> _Tekstfragment_:
◆ ◆ ◆ ◆

1. Geding in cassatie
1.1. Het beroep is ingesteld door de verdachte. Namens deze hebben mr. D. Moszkowicz en mr. H.M.W. Daamen, beiden advocaat te Maastricht, bij schriftuur middelen van cassatie voorgesteld. De schriftuur is aan dit arrest gehecht en maakt daarvan deel uit.
De Advocaat-Generaal Aben heeft geconcludeerd tot vernietiging van het bestreden arrest doch uitsluitend wat betreft de beslissingen ter zake van het onder 3 tenlastegelegde en de strafoplegging en tot terugwijzing van de zaak naar het Gerechtshof teneinde in zoverre op het bestaande hoger beroep opnieuw te worden berecht en afgedaan, en tot verwerping van het beroep voor het overige.
1.2. De raadslieden hebben schriftelijk op de conclusie gereageerd.
2. Beoordeling van het tweede middel
2.1. Het middel klaagt dat het Hof aan de in de tenlastelegging en bewezenverklaring voorkomende term "verbrand" een onjuiste en met de wet strijdige betekenis heeft toegekend en dat het Hof tengevolge hiervan niet heeft beraadslaagd op grond van de tenlastelegging.

◆ ◆ ◆ ◆

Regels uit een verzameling
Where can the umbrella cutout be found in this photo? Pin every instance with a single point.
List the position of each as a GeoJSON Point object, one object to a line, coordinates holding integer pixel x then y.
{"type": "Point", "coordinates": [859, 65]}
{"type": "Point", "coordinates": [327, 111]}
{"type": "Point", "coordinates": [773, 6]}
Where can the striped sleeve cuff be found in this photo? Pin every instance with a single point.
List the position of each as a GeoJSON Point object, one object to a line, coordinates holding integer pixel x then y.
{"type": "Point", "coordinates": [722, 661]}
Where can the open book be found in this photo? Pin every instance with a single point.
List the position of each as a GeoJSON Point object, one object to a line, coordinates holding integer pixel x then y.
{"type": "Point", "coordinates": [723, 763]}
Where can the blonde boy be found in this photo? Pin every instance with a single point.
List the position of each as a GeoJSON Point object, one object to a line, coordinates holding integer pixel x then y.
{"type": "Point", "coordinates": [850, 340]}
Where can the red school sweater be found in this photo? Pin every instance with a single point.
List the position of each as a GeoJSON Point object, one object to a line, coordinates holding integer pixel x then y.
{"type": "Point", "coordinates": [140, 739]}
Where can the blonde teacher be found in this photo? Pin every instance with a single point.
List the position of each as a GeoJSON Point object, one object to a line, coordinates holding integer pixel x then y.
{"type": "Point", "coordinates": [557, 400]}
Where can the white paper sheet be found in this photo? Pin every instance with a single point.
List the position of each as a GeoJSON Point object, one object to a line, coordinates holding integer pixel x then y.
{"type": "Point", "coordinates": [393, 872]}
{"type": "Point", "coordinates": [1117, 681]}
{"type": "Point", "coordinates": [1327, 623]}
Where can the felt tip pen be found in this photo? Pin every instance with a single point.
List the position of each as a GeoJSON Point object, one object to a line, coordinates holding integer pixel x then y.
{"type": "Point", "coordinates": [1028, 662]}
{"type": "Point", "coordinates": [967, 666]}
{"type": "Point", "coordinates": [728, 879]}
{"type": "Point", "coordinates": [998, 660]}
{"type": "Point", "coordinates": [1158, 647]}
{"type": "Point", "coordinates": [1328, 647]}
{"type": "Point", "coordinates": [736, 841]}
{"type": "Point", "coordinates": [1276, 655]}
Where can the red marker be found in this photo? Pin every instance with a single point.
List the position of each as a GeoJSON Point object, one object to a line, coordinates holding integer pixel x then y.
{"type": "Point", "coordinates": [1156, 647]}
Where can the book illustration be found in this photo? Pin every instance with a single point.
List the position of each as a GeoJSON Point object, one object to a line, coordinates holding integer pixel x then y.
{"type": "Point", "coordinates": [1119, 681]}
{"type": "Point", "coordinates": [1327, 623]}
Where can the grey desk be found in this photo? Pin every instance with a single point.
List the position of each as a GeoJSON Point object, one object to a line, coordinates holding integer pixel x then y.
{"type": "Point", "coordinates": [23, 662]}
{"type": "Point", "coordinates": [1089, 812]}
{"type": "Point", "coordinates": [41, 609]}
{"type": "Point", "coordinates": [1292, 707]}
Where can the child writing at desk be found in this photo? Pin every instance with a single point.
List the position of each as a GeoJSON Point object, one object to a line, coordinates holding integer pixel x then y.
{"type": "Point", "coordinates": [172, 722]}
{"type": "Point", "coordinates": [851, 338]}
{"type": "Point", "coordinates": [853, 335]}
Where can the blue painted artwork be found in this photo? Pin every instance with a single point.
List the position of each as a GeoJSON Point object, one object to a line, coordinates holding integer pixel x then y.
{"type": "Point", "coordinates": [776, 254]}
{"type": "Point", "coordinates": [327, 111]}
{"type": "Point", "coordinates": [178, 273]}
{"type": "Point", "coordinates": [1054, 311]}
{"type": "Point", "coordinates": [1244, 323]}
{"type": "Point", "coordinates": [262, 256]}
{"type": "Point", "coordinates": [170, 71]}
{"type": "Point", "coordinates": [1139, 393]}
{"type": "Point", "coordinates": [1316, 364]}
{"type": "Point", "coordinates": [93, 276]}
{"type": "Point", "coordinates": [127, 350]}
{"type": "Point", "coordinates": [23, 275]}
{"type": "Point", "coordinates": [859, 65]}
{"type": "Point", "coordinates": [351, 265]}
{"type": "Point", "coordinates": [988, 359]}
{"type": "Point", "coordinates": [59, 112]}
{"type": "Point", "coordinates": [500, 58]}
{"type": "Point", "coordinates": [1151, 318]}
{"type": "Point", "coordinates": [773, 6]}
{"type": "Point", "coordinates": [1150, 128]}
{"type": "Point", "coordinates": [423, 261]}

◆ ◆ ◆ ◆

> _Opdrachten_:
a) Welke personen noemt het tekstfragment bij naam?
b) Hoe luidt deze zin uit het tekstfragment in het Engels: "De schriftuur is aan dit arrest gehecht en maakt daarvan deel uit."?
c) Stemmen deze beweringen overeen met het tekstfragment? Antwoord per bewering met ja of nee en citeer de doorslaggevende woorden: (i) Het beroep is ingesteld door de Advocaat-Generaal. (ii) Beide advocaten zijn gevestigd te Maastricht. (iii) De raadslieden hebben mondeling op de conclusie gereageerd.

> _Uitwerkingen per opdracht_:
a)
mr. D. Moszkowicz
mr. H.M.W. Daamen
Advocaat-Generaal Aben

b) The written submission is attached to this judgment and forms part of it.

c)
(i) Nee: "Het beroep is ingesteld door de verdachte."
(ii) Ja: "beiden advocaat te Maastricht"
(iii) Nee: "De raadslieden hebben schriftelijk op de conclusie gereageerd."